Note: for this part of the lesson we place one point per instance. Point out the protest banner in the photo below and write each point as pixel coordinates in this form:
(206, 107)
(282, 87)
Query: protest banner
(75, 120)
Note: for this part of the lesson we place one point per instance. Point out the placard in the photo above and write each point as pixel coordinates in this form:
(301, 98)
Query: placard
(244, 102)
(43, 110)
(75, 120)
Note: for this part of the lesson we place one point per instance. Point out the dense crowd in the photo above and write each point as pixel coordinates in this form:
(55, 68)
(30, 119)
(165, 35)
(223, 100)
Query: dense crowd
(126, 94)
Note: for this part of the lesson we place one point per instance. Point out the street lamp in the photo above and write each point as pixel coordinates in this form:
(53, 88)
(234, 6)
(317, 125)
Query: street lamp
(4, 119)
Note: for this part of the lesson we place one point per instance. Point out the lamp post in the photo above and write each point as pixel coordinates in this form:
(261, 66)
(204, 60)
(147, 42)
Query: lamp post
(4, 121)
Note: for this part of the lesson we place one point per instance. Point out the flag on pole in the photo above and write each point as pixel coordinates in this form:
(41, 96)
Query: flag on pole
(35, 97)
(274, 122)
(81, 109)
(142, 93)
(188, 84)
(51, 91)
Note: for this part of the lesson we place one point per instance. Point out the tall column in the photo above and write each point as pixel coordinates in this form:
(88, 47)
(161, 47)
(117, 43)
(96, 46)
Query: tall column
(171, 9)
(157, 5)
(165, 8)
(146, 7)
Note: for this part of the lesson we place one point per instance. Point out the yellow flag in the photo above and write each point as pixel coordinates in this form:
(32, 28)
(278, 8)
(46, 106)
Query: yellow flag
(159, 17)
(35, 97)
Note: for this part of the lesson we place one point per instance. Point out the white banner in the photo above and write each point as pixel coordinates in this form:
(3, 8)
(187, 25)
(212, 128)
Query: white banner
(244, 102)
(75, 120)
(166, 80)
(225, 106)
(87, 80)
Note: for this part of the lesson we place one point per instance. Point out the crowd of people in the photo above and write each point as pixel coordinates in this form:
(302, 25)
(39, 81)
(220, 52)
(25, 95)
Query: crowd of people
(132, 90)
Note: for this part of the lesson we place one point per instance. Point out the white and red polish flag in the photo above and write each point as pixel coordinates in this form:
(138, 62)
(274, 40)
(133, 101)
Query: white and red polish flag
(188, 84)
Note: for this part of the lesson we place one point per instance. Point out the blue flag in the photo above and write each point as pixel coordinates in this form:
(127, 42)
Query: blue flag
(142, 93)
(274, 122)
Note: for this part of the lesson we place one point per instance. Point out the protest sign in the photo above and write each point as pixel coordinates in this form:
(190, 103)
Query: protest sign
====
* REQUIRED WORK:
From the records above, extract every entry exactly as given.

* IN RESPONSE:
Note: for this part of the lesson we place one point per instance. Point out the protest banner in the photo below and write each point as pixel coordinates in this form:
(206, 107)
(282, 87)
Query: protest banner
(75, 120)
Note: for this part of the lesson we place one point per instance. Point out the placard in the photo above and write each point as pixel coordinates in this form:
(301, 98)
Query: placard
(244, 102)
(43, 110)
(75, 120)
Note: for this part of the lesson we place one point per instance. Point out the dense crowd in the photo above and write each point as pixel coordinates in this form:
(55, 68)
(30, 119)
(165, 35)
(223, 100)
Query: dense crowd
(126, 94)
Note: for this part of the lesson we place one point per instance. Point out the street lamp in the photo above and write each point as pixel coordinates in this form:
(53, 88)
(234, 6)
(317, 125)
Query: street lamp
(4, 119)
Note: for this part of the lesson we place one point per instance. Point out the lamp post in the photo above and write each point as pixel coordinates in this form:
(261, 66)
(204, 60)
(147, 42)
Query: lamp post
(4, 121)
Note: for this part of the lesson we place one point per instance. Point out the flag on pole in the photo above and write each point as pixel coordinates in this form:
(41, 96)
Query: flag on pole
(35, 97)
(274, 122)
(81, 109)
(142, 93)
(188, 84)
(51, 91)
Note: for this part of the lesson we place one point per instance. Point out the tall column in the photo above and write each point as pixel coordinates in this form:
(88, 47)
(161, 47)
(117, 43)
(96, 46)
Query: tall column
(171, 9)
(157, 5)
(165, 8)
(146, 7)
Note: for this part of the lesson we place one point per instance. Point out the yellow flag in the photo above and write each point as pixel coordinates in this form:
(32, 28)
(278, 8)
(46, 106)
Query: yellow flag
(159, 17)
(35, 97)
Note: for this part of the lesson we place one point per instance. Point out the white banner in the photo above and write each point as pixel coordinates in this form:
(3, 8)
(187, 25)
(212, 128)
Query: white banner
(244, 102)
(75, 120)
(166, 80)
(225, 106)
(87, 80)
Note: for this part of the lesson we place one point per instance. Point out the crowd of people in the photo above and write each point as pixel coordinates in this form:
(302, 25)
(39, 81)
(220, 52)
(25, 95)
Query: crowd of people
(132, 90)
Note: for this part of the lesson we place one point per instance. Point out the white and red polish flag in the photo above and write each point as pixel coordinates in this form:
(138, 62)
(274, 40)
(133, 101)
Query: white and red polish flag
(188, 84)
Note: for this part of the lesson we place one point per instance. Point out the blue flag in the photo above and write each point as pixel coordinates in this form:
(127, 42)
Query: blue flag
(142, 93)
(274, 122)
Note: for this part of the lesson we place one point per instance. Point out the protest sign in the photo above and write each point as pixel coordinates in this form:
(190, 103)
Query: protest sign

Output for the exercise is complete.